Written problem:
Report how many lines in the data below contain the string "white". Reply with the number only.

Information shown:
□ □ □

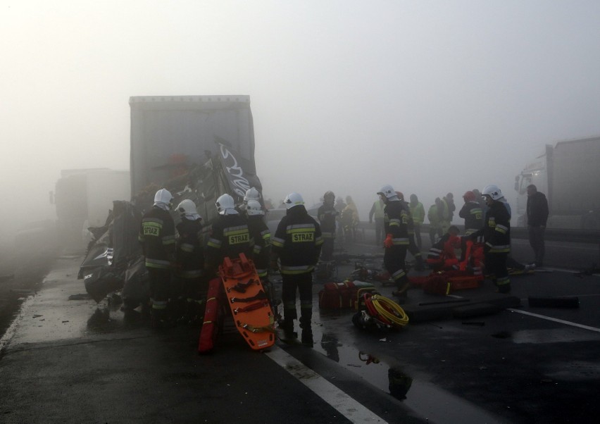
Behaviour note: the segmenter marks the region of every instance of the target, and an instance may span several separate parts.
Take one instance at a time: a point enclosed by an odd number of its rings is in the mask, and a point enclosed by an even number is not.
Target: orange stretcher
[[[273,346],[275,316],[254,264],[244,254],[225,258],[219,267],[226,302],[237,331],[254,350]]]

□ □ □

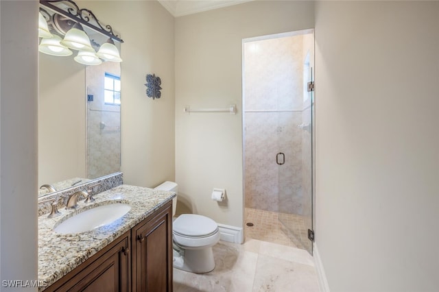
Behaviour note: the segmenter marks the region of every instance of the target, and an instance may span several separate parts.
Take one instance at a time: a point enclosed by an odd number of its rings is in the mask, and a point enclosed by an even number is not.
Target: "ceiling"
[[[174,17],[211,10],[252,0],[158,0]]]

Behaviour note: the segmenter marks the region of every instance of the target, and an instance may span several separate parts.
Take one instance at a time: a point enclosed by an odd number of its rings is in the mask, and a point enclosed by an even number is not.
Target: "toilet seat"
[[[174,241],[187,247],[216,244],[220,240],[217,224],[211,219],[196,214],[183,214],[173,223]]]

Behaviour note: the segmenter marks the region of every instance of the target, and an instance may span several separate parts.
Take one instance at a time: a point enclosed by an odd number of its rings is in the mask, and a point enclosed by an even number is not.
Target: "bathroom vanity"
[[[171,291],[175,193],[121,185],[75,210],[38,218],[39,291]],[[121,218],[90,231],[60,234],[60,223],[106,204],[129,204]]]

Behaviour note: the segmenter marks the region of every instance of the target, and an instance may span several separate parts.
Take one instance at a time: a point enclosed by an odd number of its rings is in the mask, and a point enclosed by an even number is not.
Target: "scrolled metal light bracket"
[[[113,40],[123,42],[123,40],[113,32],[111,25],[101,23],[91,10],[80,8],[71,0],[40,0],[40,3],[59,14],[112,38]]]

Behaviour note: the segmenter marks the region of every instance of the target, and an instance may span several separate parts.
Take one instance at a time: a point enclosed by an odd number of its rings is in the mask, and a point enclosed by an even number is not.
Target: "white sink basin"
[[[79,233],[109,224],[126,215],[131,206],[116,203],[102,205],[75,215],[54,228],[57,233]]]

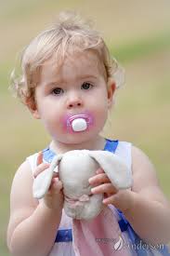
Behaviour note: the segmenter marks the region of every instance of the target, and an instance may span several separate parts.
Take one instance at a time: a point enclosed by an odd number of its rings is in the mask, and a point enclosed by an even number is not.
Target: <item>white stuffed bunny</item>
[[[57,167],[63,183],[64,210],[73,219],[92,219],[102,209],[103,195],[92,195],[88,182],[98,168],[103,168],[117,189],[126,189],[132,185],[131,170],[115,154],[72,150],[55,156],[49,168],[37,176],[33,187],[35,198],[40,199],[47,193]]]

□ □ □

Task result:
2